=== Text excerpt ===

Kaitlyn Dunnett gets part way there in her first mystery about 27-year-old Liss MacCrimmon, who returns to her hometown in western Maine after suffering a career-ending injury while performing with a Riverdance-like Scottish dance company. Back in Moosetookalook, Liss becomes entangled in a murder committed at her aunt’s kilt-and-souvenir shop while the annual Highland Games are going on nearby.

Dunnett lacks a distinctive voice and draws her characters so broadly that most seem to wear hats as white or black as those in the “Spy vs. Spy” series in Mad. But she has staked out a part of New England that has few, if any, other takers in the mystery subgenre known as the cozy. And she has tapped into an enduring American romance with Scottish traditions, from bagpipes to single malts, that the infatuation with Tuscany and Provence hasn’t extinguished. Braveheart may have been ludicrouly unfaithful to the historical record, but it got one thing right: Scottish murders have a ghastliness all their own.

Best line: Dunnett sprinkles her story with bits of Scottish history or tradition, such as this one about a sgian dubh, the small dagger traditionally worn with a kilt: “Sgian dubh translates as ‘black dagger’ and in the old days warriors believed it should never be drawn and returned to its scabbard without spilling blood.”

Worst line: “Dan felt the back of his neck turn red.” He might have felt it getting warm, but could he feel it turning red? And some of Dunnett’s Scottish lore is misleading. One scene involves a man at the Highland Games who wears swimming trunks under his kilt while throwing the clachneart, similar to a shot put. Dunnett explains the bathing suit by saying, “A traditional Scot wasn’t supposed to wear anything at all beneath the kilt, but this was an American version of the Highland Games …” Men also wear trunks under their kilts during field events at Highland Games in Scotland and elsewhere. Even the British Army — which has much stricter rules than others about the wearing of the kilt — exempts from the “nothing underneath” rule any soldiers who are participating in these events and certain others, including parades.

Published: August 2007 www.kaitlyndunnett.com and www.kensingtonbooks.com

Furthermore: Dunnett is a former drummer with a bagpipe band. “Kaitlyn Dunnett” is an apparent pseudonym for Kathy Lynn Emerson, who holds the copyright to Kilt Dead, and plays off the “dunnit” in “whodunnit.” Emerson has written more than 30 books, including the Lady Appleton mystery series, set in 16th-century Scotland. The name of Liss MacCrimmon recalls Scotland’s most famous family of bagpipers, the MacCrimmons. In Scotland a great piper in sometimes called “a real MacCrimmon” in the way that a great musician in 18th century German was called “a real Bach.”

=== Data provided ===

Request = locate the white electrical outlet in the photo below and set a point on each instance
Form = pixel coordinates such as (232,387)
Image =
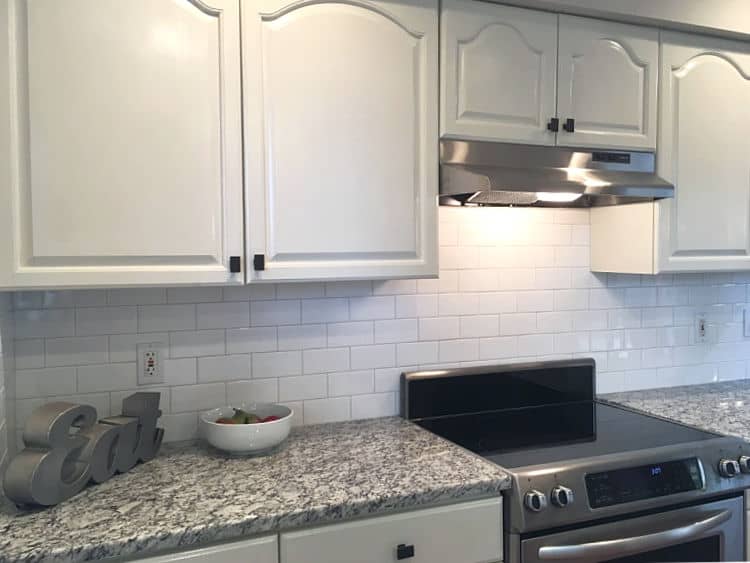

===

● Work to do:
• 1. Extract the passage of the Kilt Dead review from "Dunnett lacks a" to "all their own.".
• 2. Answer these questions using the Kilt Dead review:
(a) How old is Liss MacCrimmon?
(b) In what month and year was the book published?
(c) What does "sgian dubh" translate as?
The data has no connection to the review of Kilt Dead.

● Answers to the exercises:
• 1.
Dunnett lacks a distinctive voice and draws her characters so broadly that most seem to wear hats as white or black as those in the “Spy vs. Spy” series in Mad. But she has staked out a part of New England that has few, if any, other takers in the mystery subgenre known as the cozy. And she has tapped into an enduring American romance with Scottish traditions, from bagpipes to single malts, that the infatuation with Tuscany and Provence hasn’t extinguished. Braveheart may have been ludicrouly unfaithful to the historical record, but it got one thing right: Scottish murders have a ghastliness all their own.

• 2.
(a) 27
(b) August 2007
(c) "black dagger"